• ITEMS:
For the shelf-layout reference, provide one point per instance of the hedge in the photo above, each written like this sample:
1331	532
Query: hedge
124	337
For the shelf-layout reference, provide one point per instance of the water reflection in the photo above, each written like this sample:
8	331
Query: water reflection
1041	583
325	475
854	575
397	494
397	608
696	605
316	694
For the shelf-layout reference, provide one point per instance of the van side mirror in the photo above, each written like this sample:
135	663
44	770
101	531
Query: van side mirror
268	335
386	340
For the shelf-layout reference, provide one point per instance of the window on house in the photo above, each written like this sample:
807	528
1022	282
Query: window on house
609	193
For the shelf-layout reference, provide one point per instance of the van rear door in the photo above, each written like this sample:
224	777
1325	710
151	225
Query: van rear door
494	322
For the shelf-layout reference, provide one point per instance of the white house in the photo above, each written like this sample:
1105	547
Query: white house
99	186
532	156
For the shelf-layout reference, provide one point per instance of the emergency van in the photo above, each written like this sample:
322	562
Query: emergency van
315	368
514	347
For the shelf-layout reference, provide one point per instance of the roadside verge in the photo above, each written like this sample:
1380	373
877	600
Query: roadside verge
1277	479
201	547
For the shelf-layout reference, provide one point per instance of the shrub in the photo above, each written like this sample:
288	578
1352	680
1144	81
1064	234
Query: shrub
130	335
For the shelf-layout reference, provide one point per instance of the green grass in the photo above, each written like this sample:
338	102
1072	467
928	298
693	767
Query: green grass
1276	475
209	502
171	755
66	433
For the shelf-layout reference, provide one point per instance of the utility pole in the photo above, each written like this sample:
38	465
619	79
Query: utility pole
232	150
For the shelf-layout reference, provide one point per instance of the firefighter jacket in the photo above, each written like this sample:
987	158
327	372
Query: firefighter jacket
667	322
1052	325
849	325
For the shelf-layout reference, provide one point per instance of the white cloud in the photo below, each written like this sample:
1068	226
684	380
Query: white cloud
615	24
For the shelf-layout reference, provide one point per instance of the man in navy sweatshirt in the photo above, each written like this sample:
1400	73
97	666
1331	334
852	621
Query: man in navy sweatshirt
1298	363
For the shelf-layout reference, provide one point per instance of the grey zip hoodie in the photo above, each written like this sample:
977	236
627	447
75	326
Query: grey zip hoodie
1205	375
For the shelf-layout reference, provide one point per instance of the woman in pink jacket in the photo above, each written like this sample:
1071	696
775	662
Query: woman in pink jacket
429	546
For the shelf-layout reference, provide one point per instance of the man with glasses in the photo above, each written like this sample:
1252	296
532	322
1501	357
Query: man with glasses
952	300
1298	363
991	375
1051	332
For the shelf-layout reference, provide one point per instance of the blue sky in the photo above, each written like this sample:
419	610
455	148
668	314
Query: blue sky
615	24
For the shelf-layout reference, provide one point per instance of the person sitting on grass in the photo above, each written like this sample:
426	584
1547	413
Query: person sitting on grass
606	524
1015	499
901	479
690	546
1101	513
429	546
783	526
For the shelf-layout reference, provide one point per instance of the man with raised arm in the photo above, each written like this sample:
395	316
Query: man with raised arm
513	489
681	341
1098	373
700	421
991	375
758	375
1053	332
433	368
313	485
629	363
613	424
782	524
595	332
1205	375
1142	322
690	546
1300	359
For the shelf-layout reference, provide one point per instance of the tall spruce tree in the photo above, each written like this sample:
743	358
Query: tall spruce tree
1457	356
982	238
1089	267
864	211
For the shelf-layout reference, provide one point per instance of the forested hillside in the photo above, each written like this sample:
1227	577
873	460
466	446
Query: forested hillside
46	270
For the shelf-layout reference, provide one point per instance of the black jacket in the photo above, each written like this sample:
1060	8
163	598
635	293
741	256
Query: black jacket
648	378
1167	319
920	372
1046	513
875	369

• OBJECTIVE: Please copy out word for word everything in the listing above, from the line containing "of the person" down to the last line.

• TASK RESPONSE:
For the shelf-layout reference, provide one point per instance of the person sitting on grass in the photo above, each written like this sample:
426	584
1547	413
Query: person sitting on grass
606	524
1015	499
901	479
690	546
1101	513
429	546
783	526
For the shelf-layout reference, provide one point per instance of the man with raised arm in the photo above, each written like this sample:
395	316
Query: man with raised arm
513	489
681	341
1098	373
700	421
991	375
758	375
1053	332
433	368
313	485
629	363
613	424
782	524
595	332
1205	375
1142	322
690	546
1300	359
For the shelf-layout reference, provide one point per instance of the tall spruce tree in the photo above, each written like this sample:
743	358
Query: tall spruce tree
1457	356
982	238
1089	267
864	211
For the shelf-layout reference, provide one point per instance of the forested hillside in the photo above, each written like this sample:
1227	577
873	460
466	446
Query: forested hillside
46	270
For the shelf-layout reference, provide one point per instance of the black jacket in the photo above, each written like this sample:
1060	8
163	598
635	293
741	256
Query: black jacket
648	378
1167	319
920	372
1046	513
875	369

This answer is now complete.